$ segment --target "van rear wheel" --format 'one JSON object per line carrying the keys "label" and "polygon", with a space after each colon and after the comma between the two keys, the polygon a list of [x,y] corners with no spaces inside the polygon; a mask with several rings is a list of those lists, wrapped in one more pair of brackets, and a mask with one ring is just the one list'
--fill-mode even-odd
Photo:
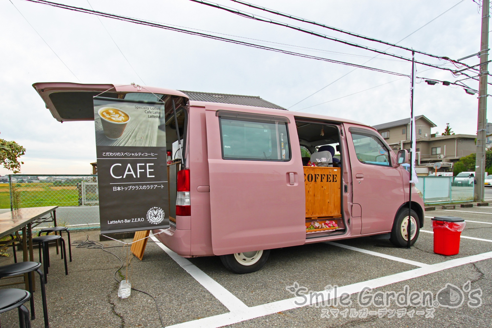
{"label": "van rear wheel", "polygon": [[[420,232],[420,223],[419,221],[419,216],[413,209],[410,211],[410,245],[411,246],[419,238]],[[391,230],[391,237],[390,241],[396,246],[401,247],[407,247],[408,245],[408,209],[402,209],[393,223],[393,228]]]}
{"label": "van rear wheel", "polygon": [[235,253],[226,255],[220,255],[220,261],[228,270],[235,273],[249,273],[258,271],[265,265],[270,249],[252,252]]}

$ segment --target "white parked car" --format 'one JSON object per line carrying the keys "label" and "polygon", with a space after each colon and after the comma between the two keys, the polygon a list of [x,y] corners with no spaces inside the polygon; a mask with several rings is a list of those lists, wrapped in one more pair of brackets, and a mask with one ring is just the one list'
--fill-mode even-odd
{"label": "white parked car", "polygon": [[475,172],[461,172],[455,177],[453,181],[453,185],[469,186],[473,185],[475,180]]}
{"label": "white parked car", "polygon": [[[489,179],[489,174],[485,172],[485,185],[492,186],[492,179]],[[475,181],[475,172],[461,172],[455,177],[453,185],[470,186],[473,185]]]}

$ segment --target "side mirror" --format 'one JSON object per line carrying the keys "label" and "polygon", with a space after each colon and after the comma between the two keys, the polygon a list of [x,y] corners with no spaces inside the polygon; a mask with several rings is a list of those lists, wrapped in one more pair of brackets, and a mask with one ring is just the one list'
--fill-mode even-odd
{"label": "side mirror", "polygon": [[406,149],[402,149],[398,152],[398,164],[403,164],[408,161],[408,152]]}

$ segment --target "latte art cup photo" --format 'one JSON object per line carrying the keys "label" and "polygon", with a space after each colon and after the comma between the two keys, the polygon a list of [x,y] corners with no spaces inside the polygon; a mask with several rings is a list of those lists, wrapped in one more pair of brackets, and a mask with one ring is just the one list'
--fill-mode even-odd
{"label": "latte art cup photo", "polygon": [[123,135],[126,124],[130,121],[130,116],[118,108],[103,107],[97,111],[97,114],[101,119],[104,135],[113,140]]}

...

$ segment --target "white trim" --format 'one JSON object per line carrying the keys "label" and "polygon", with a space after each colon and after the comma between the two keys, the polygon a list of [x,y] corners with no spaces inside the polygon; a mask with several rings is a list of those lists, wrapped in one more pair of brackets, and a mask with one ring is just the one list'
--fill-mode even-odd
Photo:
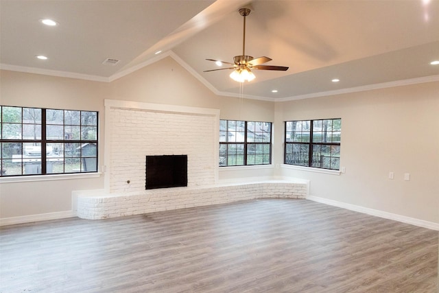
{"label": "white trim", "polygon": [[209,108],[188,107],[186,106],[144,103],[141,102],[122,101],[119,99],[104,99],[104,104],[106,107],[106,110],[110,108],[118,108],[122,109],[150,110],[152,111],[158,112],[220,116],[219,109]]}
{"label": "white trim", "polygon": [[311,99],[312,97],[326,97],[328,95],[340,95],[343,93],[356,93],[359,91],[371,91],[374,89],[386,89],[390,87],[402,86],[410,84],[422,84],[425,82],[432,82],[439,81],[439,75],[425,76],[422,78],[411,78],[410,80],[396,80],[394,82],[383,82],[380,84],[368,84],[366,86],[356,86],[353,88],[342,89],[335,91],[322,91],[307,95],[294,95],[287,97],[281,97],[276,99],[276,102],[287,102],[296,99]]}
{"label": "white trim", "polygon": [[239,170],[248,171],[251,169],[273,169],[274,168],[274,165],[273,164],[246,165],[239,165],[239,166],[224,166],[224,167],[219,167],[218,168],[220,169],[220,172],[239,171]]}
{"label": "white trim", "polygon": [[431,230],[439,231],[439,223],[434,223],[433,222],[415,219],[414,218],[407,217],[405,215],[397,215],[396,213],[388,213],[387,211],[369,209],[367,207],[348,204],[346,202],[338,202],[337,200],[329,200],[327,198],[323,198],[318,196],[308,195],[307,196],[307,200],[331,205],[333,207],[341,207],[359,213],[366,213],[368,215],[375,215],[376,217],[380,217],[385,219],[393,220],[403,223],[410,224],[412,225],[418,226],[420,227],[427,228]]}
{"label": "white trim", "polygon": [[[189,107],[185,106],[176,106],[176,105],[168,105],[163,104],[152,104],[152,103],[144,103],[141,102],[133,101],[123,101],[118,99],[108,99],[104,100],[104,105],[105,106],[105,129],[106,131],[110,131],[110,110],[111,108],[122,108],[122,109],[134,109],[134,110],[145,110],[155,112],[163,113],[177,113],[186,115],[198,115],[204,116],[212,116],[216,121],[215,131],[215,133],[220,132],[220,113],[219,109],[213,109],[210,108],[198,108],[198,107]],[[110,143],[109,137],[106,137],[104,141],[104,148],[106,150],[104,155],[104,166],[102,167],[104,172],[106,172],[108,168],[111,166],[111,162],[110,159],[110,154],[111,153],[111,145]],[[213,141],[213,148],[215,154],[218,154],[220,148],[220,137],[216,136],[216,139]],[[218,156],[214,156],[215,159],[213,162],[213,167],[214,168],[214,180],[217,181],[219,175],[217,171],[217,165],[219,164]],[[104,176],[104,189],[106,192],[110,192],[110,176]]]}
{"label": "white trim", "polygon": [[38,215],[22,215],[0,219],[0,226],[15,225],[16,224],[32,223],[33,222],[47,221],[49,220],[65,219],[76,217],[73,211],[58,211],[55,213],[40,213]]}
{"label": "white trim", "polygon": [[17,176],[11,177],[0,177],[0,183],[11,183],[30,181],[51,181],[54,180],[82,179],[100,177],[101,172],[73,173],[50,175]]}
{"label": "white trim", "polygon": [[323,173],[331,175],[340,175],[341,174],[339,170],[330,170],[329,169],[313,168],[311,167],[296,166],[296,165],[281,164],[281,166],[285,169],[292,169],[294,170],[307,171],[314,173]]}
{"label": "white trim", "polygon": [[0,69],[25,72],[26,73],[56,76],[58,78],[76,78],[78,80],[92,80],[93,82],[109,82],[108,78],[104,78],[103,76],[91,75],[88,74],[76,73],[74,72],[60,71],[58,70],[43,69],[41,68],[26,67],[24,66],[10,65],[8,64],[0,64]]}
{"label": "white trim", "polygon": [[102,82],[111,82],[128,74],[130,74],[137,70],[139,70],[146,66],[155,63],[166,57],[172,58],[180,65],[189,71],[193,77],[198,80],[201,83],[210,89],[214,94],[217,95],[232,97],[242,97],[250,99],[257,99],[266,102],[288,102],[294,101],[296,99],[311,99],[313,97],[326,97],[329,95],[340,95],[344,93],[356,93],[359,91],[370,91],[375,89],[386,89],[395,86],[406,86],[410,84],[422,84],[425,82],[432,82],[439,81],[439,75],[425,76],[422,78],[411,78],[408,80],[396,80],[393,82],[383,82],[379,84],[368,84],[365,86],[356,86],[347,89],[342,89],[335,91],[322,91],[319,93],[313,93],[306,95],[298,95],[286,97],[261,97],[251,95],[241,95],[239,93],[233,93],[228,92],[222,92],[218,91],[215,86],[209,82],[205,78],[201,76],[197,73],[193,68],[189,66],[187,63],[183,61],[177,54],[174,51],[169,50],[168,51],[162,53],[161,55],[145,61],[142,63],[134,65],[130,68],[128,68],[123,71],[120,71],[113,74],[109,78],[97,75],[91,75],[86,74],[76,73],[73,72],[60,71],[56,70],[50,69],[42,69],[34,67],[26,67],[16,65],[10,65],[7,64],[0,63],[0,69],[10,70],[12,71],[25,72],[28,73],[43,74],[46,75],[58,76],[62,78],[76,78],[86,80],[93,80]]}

## WHAT YOU HAVE TO DO
Count the lines of the records above that contain the string "rear" and give only the number.

## TASK ANSWER
3